> [EXERCISE SET]:
[a] Reproduce word for word the part of the cricket commentary that runs from "The only way" up to and including "the first lot?".
[b] Answer these questions using the cricket commentary:
(i) Which four bowlers made up Australia's attack in the Test before last?
(ii) What is the only way Marcus North can affect whether he gets dropped?
(iii) What name is given to the selectors' approach?
[c] Summarize the cricket commentary in two sentences.

> [DOCUMENT]:

Marcus North has reason to dwell on the negatives because there’s been talk of dropping him for as long as anyone can remember.

North will be thinking ‘I can score here’ and ‘I could get out here’ when he surveys the field, but then he’ll also think about what it might mean should he get out. That’s counterproductive. When he’s thinking that, he’s not weighing up the field and the bowling.

The only way Marcus North can affect whether he gets dropped or not is by concentrating on the matter in hand, but that’s easier said than done.

Incidentally, anyone who isn’t starting their day by catching up with the previous night’s through-the-night thread needs to take a long, hard look at themselves.

Australian bowlers under threat

The grass in NOT always greener - sometimes there's dog piss on it

The Test before last, Australia fielded a bowling attack of Hilfenhaus, Johnson, Hauritz and George. In this Test, they have Harris, Bollinger, Siddle and Doherty, who have barely taken a wicket between them. What happens now? Go back to the first lot?

The players can’t enjoy this selection drama. They’re not coming into a team because they’ve done well, they’re coming back into a team because the player who replaced them is worse than they were when they were dropped.

It’s a sort of ‘undermine and recall’ policy. The selectors basically say: “We’ve still got no faith in you, but our standards have dropped to such an extent that you’ve come back into contention.”

> [GIVEN ENTRIES]:
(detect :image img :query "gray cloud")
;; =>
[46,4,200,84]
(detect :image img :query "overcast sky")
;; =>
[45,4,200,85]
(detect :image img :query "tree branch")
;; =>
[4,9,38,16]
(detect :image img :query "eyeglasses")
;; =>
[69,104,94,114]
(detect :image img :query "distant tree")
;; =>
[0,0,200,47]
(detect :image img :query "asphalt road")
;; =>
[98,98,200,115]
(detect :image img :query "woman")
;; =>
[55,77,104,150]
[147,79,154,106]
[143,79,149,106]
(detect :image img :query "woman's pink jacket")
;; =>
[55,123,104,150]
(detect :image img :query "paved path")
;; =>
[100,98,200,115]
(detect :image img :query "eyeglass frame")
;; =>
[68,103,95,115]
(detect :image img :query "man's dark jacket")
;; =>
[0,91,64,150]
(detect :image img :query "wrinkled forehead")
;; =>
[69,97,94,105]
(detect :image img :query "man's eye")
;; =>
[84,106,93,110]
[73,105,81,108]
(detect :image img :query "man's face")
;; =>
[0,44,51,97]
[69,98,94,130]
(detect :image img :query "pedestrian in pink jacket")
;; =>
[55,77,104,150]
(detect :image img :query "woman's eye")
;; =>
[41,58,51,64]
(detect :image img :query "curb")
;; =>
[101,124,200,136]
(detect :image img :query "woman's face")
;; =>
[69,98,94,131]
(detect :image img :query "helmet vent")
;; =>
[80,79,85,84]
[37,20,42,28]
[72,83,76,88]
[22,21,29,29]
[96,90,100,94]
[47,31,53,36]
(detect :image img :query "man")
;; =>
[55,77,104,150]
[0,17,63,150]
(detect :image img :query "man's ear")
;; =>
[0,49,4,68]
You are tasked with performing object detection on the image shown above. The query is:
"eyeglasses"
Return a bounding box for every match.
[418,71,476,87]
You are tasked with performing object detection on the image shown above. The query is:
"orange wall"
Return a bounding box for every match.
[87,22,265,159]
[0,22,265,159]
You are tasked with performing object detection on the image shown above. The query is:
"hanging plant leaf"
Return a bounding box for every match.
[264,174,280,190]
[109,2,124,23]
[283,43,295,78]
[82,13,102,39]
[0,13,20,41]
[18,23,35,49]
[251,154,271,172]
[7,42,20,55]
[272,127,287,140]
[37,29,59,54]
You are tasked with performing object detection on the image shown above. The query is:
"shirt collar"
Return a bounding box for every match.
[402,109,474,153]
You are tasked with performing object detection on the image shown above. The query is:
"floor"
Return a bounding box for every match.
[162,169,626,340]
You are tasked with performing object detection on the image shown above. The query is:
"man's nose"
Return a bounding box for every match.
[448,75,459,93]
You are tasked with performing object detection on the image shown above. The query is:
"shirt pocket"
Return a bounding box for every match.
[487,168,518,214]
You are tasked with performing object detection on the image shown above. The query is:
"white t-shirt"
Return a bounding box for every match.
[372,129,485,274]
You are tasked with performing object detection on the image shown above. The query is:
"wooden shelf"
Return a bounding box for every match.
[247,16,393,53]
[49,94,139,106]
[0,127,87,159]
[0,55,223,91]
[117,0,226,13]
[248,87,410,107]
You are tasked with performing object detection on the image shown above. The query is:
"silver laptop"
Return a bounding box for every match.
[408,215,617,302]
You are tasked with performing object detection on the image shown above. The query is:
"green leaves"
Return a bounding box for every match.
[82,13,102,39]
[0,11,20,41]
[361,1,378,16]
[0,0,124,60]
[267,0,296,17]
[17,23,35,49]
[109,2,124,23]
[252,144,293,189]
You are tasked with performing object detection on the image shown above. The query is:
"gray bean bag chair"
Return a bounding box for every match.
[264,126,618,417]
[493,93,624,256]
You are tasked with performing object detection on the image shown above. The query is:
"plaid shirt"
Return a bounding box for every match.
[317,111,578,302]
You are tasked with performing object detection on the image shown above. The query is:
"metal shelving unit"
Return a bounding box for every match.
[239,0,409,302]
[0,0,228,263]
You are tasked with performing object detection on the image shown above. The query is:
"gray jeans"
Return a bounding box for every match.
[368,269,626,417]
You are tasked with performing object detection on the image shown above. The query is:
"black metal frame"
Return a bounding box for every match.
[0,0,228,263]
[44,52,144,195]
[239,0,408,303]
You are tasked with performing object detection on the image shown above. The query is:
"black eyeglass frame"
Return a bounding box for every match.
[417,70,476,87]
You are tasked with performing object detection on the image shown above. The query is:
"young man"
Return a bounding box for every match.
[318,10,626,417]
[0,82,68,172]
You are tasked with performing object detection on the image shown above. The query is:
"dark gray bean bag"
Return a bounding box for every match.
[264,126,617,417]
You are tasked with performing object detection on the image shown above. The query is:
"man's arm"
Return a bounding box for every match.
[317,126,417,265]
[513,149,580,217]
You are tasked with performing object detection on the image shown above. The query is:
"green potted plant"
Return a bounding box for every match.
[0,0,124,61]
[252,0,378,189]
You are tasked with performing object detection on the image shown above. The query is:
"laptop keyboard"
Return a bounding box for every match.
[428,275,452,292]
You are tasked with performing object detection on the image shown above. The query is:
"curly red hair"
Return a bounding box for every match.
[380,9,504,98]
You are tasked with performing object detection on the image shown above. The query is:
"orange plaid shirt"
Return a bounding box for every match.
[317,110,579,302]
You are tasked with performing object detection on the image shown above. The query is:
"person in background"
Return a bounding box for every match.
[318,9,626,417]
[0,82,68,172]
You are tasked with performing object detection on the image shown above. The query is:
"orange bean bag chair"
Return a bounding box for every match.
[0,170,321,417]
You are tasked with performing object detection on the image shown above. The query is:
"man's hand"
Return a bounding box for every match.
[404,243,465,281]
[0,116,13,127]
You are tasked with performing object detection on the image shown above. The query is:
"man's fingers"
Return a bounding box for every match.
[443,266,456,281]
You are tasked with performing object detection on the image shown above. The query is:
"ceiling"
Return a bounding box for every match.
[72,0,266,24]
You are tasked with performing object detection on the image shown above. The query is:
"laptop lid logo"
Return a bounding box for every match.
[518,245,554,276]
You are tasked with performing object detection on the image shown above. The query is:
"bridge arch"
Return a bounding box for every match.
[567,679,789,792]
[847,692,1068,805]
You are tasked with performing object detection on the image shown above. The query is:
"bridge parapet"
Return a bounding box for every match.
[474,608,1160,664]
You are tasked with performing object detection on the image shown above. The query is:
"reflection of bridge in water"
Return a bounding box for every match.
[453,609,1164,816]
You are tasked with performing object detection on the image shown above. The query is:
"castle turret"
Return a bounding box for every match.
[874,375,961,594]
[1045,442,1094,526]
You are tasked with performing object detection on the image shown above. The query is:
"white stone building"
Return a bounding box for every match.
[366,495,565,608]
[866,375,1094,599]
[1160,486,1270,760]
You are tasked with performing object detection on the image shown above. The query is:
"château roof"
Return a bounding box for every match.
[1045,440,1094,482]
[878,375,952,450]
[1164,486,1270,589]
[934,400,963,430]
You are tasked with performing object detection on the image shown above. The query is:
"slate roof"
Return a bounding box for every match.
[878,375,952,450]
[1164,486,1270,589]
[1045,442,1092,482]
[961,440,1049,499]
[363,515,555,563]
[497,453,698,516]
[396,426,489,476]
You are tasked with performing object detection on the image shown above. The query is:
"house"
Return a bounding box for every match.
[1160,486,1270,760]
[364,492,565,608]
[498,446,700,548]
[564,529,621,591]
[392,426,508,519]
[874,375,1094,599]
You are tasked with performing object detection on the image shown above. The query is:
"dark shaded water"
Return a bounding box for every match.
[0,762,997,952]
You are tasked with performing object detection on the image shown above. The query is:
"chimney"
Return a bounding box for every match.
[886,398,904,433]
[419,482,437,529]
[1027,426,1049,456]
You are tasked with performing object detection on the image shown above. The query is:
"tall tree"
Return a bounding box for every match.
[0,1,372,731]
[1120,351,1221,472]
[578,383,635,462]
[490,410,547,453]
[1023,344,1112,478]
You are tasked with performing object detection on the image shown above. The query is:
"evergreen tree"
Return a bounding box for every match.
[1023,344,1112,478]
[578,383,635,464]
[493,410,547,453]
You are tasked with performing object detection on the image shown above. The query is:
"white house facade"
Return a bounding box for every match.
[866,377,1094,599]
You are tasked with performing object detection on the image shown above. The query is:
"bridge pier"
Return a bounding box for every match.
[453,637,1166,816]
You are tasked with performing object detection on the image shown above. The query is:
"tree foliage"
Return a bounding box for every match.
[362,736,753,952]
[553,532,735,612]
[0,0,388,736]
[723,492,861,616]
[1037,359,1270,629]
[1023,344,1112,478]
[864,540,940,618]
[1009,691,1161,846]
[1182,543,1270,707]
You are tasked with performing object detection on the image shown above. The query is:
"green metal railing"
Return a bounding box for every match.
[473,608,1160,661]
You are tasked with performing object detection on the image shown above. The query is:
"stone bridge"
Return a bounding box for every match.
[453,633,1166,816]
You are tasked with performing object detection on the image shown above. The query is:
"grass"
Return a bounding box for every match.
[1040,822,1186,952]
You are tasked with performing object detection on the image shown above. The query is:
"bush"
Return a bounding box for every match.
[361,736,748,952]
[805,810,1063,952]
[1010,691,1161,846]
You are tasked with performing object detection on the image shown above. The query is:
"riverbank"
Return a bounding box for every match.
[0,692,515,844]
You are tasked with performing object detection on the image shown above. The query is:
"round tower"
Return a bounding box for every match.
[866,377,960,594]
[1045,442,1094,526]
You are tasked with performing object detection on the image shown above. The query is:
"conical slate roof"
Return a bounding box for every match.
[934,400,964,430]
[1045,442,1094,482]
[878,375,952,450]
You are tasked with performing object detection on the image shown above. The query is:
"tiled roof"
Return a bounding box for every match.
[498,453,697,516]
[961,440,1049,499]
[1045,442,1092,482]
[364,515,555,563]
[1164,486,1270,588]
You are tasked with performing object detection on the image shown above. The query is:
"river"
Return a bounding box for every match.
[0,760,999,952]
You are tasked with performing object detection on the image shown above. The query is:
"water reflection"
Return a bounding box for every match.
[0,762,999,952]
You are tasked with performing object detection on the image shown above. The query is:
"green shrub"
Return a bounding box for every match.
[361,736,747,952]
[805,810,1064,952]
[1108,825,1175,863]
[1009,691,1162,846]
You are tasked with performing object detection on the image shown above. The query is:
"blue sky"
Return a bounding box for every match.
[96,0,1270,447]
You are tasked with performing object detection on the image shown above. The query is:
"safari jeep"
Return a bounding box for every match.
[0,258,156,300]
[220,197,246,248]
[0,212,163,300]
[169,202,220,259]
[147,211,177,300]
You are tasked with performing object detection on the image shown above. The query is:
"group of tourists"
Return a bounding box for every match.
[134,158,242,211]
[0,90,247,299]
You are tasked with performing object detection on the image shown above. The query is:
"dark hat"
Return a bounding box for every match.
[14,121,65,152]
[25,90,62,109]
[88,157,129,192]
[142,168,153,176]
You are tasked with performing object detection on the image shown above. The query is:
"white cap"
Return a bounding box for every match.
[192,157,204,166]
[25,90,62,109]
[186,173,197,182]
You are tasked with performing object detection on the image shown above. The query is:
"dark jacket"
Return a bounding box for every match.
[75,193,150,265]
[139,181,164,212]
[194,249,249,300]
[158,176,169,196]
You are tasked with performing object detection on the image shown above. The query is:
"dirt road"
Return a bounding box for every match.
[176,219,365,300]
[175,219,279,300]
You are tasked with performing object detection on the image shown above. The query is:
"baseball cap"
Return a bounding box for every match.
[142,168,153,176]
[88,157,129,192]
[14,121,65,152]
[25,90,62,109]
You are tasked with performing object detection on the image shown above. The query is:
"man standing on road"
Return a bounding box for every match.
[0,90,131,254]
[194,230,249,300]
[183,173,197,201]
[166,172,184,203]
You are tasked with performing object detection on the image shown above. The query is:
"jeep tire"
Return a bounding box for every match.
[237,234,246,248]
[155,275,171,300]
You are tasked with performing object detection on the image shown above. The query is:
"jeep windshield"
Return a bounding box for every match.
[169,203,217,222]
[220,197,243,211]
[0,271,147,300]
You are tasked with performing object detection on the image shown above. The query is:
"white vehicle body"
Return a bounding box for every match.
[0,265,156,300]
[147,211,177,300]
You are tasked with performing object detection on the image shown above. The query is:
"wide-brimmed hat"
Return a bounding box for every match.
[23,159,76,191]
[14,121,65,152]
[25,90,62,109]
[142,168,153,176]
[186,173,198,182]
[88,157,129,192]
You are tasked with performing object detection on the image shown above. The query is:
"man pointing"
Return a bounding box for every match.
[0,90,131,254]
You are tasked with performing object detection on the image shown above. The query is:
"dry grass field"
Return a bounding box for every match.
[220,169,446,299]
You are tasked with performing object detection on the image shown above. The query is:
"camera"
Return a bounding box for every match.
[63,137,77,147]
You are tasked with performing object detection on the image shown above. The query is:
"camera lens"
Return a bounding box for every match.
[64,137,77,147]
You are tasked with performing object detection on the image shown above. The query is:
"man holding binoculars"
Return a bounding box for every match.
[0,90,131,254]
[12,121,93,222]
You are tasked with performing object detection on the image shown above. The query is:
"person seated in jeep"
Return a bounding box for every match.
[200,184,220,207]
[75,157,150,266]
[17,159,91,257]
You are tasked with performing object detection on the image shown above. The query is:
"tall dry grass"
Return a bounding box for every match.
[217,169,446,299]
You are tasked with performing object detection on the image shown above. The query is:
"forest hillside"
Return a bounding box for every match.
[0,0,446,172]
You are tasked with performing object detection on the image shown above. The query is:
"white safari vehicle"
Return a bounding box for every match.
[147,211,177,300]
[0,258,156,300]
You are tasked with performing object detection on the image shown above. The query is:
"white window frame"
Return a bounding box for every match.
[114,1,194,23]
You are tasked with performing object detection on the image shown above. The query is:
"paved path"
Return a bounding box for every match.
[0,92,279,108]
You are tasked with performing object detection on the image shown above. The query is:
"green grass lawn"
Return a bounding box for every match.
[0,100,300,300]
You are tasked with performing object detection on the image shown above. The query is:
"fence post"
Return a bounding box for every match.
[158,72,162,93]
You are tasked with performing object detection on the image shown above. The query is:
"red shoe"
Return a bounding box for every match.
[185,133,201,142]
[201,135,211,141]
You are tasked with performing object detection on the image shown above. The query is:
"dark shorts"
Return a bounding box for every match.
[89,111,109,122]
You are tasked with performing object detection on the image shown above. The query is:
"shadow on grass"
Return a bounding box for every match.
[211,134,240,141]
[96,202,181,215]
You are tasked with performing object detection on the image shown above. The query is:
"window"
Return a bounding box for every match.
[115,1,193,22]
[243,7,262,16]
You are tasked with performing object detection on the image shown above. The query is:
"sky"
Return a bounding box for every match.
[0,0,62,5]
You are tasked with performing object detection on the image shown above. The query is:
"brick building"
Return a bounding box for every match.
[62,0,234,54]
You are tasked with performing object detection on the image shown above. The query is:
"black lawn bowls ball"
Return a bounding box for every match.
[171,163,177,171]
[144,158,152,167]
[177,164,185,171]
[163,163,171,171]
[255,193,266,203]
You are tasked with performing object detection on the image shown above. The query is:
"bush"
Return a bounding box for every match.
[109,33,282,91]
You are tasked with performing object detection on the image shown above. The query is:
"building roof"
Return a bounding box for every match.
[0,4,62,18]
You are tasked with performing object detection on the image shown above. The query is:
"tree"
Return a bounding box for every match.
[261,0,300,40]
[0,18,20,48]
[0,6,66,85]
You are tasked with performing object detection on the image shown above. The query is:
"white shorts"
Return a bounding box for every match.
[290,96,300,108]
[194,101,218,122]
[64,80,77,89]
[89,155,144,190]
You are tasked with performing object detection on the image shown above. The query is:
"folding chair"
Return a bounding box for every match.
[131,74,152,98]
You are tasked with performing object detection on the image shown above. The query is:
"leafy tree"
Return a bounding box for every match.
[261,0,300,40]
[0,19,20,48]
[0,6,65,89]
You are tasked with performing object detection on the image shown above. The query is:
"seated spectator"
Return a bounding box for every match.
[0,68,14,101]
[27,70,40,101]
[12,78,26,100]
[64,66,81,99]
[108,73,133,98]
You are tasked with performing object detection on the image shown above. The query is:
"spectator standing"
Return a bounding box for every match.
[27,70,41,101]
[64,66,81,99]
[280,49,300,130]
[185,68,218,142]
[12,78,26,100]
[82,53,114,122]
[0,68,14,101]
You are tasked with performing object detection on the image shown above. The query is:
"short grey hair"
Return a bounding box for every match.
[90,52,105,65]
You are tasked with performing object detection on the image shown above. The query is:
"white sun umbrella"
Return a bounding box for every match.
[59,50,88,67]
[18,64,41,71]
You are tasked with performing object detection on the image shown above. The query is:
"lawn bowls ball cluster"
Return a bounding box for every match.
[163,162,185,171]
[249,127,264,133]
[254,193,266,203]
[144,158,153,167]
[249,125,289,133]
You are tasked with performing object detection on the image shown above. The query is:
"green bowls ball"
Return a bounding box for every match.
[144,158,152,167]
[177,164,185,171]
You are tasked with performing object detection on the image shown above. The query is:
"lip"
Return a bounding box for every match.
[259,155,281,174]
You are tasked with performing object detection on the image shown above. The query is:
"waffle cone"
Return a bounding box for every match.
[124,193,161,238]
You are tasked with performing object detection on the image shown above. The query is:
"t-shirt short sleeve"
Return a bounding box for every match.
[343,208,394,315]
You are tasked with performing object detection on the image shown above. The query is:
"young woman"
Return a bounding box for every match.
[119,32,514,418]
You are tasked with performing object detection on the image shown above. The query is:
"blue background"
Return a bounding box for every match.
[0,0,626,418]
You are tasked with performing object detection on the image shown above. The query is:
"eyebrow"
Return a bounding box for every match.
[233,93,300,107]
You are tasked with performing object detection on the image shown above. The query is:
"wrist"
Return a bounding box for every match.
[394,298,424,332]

> [WRITTEN ANSWERS]:
[a]
The only way Marcus North can affect whether he gets dropped or not is by concentrating on the matter in hand, but that’s easier said than done.

Incidentally, anyone who isn’t starting their day by catching up with the previous night’s through-the-night thread needs to take a long, hard look at themselves.

Australian bowlers under threat

The grass in NOT always greener - sometimes there's dog piss on it

The Test before last, Australia fielded a bowling attack of Hilfenhaus, Johnson, Hauritz and George. In this Test, they have Harris, Bollinger, Siddle and Doherty, who have barely taken a wicket between them. What happens now? Go back to the first lot?

[b]
(i) Hilfenhaus, Johnson, Hauritz and George.
(ii) By concentrating on the matter in hand.
(iii) An 'undermine and recall' policy.

[c] Marcus North has long faced talk of being dropped, and he can affect his selection only by concentrating on the matter in hand, since thinking about what getting out might mean keeps him from weighing up the field and the bowling. Australia's selectors have switched bowling attacks from one Test to another, recalling players not because they have done well but because their replacements were worse, which amounts to an 'undermine and recall' policy.